Quote every one of the records below word for word, keeping each line and each coordinate pair unchanged.

[begin SUPPLIED MATERIAL]

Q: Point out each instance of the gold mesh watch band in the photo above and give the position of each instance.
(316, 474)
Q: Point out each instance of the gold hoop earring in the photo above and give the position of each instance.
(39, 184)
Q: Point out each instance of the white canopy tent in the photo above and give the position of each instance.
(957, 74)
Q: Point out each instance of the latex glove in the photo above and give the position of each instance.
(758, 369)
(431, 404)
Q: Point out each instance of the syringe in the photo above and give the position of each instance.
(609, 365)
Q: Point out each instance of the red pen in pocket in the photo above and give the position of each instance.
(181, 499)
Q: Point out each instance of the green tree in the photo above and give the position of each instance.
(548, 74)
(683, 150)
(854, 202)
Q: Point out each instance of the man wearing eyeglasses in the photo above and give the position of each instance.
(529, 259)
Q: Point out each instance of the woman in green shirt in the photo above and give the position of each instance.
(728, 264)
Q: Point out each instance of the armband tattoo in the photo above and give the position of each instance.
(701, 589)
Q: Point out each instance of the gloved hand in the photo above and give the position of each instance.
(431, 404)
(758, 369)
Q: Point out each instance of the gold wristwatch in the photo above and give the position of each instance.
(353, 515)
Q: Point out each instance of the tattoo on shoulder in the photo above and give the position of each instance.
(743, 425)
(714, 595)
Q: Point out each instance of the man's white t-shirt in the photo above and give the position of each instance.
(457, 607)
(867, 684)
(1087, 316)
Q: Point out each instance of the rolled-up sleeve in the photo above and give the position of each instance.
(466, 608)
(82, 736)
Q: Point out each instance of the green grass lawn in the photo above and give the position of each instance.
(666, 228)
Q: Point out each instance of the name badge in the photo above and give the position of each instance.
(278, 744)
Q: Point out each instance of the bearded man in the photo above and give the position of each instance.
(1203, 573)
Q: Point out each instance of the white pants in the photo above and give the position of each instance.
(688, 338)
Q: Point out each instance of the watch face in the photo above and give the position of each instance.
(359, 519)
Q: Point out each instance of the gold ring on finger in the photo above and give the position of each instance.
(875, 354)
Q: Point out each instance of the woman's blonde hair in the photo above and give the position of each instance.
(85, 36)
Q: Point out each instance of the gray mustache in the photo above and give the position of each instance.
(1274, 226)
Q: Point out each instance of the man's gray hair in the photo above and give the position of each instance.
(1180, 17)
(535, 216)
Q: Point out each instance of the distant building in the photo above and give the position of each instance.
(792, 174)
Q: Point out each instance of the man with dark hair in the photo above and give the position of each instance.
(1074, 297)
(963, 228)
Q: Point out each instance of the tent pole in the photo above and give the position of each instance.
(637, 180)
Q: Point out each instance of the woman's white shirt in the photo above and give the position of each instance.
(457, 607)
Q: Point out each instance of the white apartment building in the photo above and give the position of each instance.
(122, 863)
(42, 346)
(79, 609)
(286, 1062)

[end SUPPLIED MATERIAL]

→ **FULL ANSWER**:
Q: Point out each instance of the gold mesh watch band in the photo above and give the position of each instance.
(316, 474)
Q: Point out each instance of the gold hoop earring in the photo above and give the position of each instance.
(39, 184)
Q: Point out each instance of the white canopy tent in the photo above and give the position of each instance.
(957, 74)
Q: Point out each instance of the latex glove in the photo above and give the position of each instance.
(758, 369)
(431, 404)
Q: Point out each instance of the syringe in the photo above and give the position of each instance.
(609, 365)
Q: Point out each instance of the red pen in pocket in the photo above and give the position of each instance.
(181, 499)
Q: Point out each instance of the green tree in the photo above and give the position of each instance.
(548, 74)
(683, 150)
(854, 202)
Q: Point out each instance of the man wearing eyeglasses in the photo above and give the position of each instance.
(529, 259)
Q: Point out each instance of the woman in green shirt in the photo above and give the position of each instance.
(728, 264)
Q: Point out each instance of the armband tattoo in the photo above and give the position of each instance.
(701, 589)
Q: Point out each instance of the gloved hand in the photo above and give the position of each instance.
(431, 404)
(758, 369)
Q: Point out each instance of the gold wristwatch in the photo above and give the position of each instance.
(353, 515)
Q: Point out each instance of the tattoo on shoulder in the photo above and give the position of each instance.
(743, 425)
(714, 595)
Q: Point out each instance of the man's white t-shirt in the photo above and give the position of each instance.
(457, 607)
(867, 684)
(1087, 316)
Q: Point out each instance of the rolled-up sleeve in the photo above and give the position of each instance.
(466, 608)
(82, 736)
Q: Point out each instance of the green grass lawn in the photo above and give the position of each instance.
(666, 228)
Q: Point out each instance of the name badge in the photo above and give the position of each instance.
(278, 744)
Q: Point out each instance of the bearded man in the photo above and give the position of each instance.
(1203, 573)
Q: Point out each instance of the white pants in the photo above and give the position of each instance.
(688, 338)
Q: Point out each instance of the watch face in the photo above and give the position of each instance.
(359, 519)
Q: Point out each instance of the gold ring on finger in the photo above and give the position of each instance.
(875, 354)
Q: Point out each instance of the woman's blonde hair in the photo above and give the position of each instance.
(85, 36)
Q: Point out each instance of the gray mustache in the photo above and give the position of each instance.
(1274, 226)
Q: Point out each instance of the man's gray hair in the photo above and give the position of each instance.
(1180, 17)
(535, 216)
Q: Point out each instance of the distant building in the photo above and give the position of each instance.
(792, 174)
Q: Point out each instance of the man with dark hair in the photo above and give the position of each instance.
(1074, 297)
(963, 228)
Q: Point out each instance of the tent pole in the photo above and give the position of each instance.
(637, 180)
Q: Point out each instance of the woman's white shirt in the photo above and give the position of each instance.
(457, 607)
Q: Point out each instance of the white apartment building in the photo above and give the position of each instance.
(122, 863)
(42, 346)
(79, 609)
(286, 1062)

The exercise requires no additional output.